WHAT THE TASK ASKS: Pull out every line in the listing below that contains the word "small", copying each such line in full.
--- Start of EXTRACTED RECORDS ---
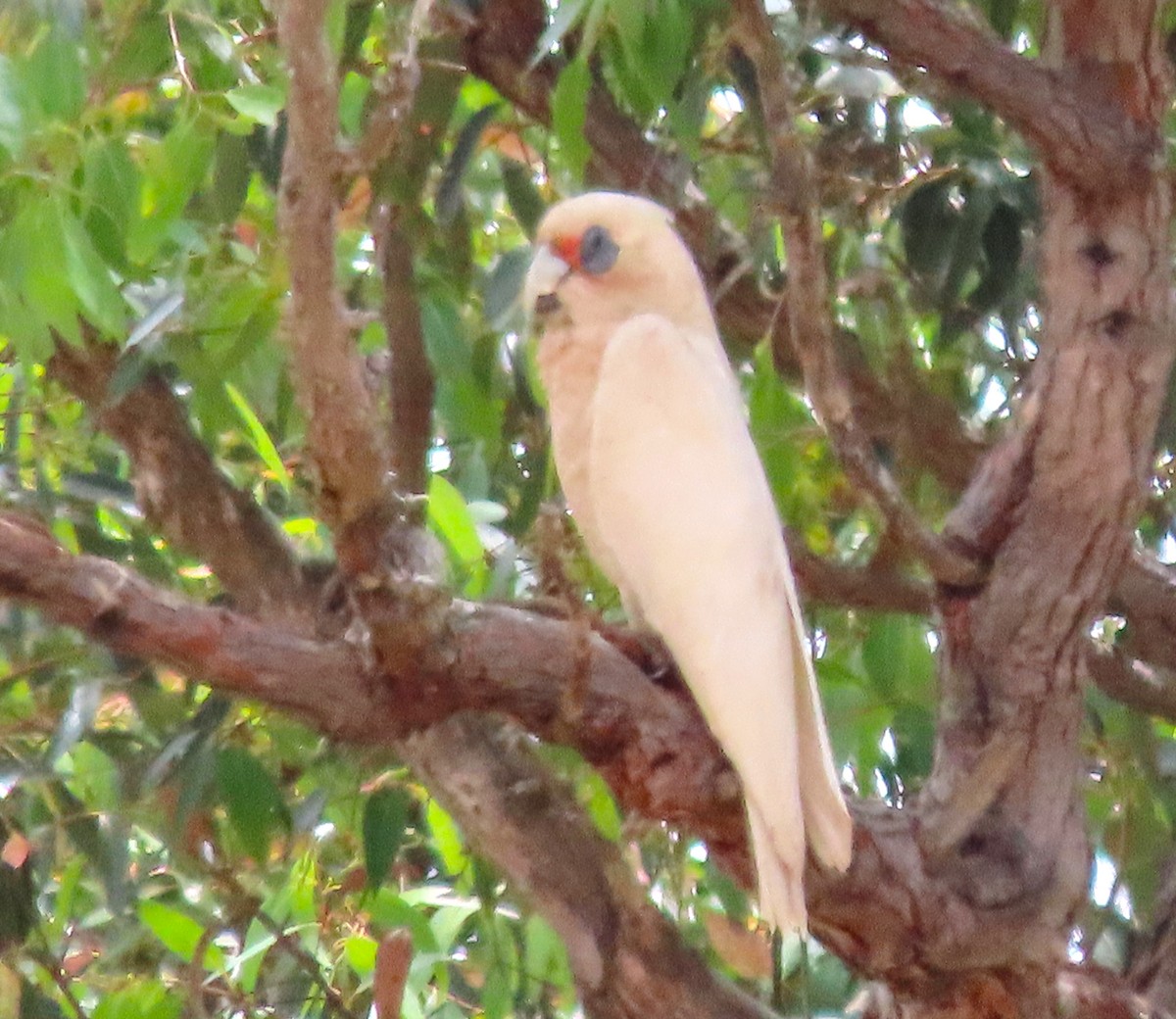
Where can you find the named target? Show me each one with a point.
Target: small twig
--- End of EXTRACTED RECORDS ---
--- Start of EXTRACTED RECORDS ---
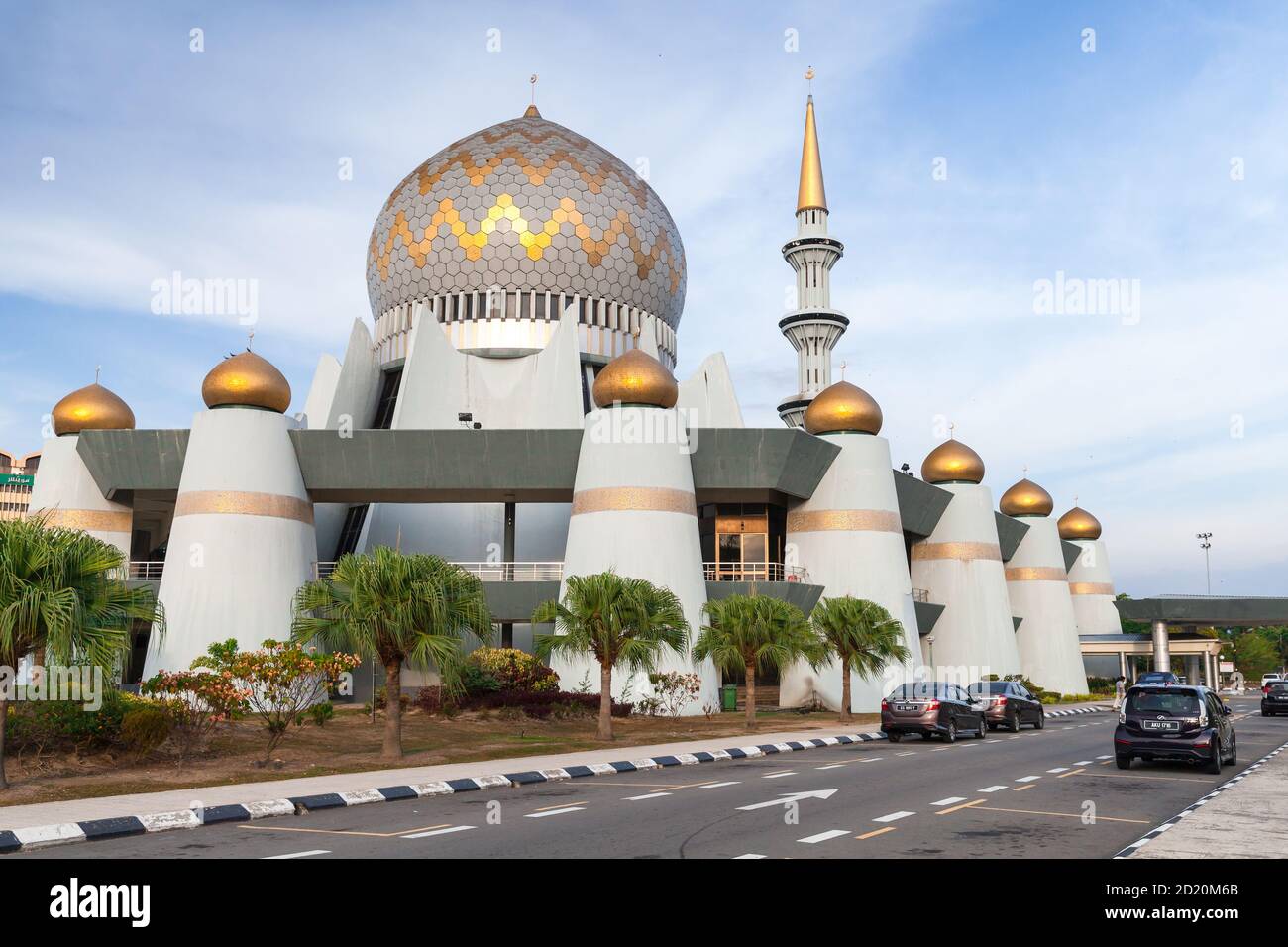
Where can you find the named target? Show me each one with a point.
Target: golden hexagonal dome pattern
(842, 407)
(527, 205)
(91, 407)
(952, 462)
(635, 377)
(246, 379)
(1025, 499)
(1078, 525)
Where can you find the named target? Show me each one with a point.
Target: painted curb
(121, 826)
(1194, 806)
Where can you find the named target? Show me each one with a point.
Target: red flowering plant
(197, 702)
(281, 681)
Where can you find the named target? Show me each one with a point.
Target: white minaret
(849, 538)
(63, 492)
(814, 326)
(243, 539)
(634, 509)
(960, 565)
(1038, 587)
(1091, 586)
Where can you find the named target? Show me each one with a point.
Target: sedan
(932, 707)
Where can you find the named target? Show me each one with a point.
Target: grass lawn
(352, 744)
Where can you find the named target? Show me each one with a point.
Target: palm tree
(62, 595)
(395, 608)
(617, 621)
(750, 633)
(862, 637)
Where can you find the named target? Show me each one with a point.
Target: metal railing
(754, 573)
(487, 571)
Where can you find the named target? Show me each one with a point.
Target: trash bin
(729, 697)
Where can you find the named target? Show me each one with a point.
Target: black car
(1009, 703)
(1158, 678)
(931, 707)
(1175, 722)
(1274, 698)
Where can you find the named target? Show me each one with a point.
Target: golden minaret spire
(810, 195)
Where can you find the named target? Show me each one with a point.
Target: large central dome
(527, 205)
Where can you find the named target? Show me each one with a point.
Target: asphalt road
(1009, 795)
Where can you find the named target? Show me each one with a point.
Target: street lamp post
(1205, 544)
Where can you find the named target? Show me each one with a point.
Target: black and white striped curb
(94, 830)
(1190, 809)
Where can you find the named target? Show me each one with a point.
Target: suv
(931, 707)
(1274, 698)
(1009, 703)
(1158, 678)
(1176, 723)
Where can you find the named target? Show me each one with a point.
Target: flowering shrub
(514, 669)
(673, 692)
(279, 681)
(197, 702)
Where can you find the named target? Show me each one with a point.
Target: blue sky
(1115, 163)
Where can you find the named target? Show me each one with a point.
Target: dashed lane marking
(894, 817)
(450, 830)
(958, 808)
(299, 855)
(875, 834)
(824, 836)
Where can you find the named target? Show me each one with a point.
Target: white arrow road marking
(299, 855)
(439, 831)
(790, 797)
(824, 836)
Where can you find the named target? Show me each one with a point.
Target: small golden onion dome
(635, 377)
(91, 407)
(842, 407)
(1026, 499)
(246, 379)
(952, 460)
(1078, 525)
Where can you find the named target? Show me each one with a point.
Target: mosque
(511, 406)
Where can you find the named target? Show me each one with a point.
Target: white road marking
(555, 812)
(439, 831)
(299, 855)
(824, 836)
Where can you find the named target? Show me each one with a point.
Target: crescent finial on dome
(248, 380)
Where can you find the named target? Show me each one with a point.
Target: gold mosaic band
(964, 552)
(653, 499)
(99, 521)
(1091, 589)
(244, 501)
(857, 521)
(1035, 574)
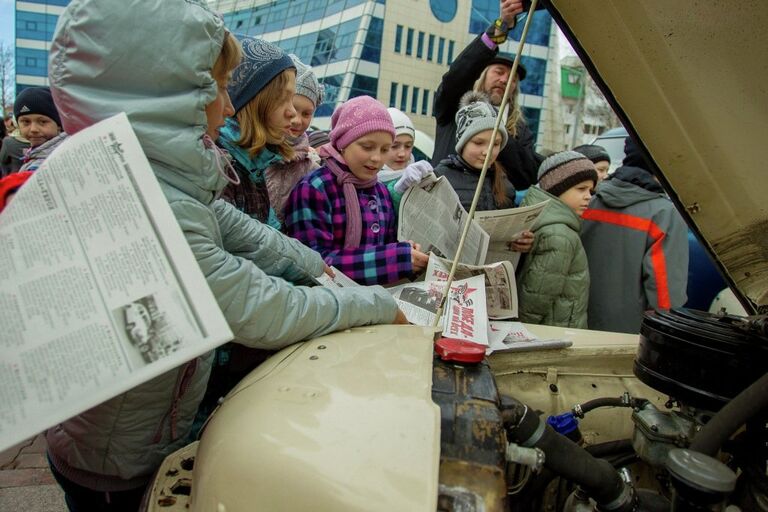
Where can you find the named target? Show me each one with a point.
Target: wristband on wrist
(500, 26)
--- End of EXTRACTED RECORDS ---
WRITTEN SOLUTION:
Target: small twig
Target: small golden onion dome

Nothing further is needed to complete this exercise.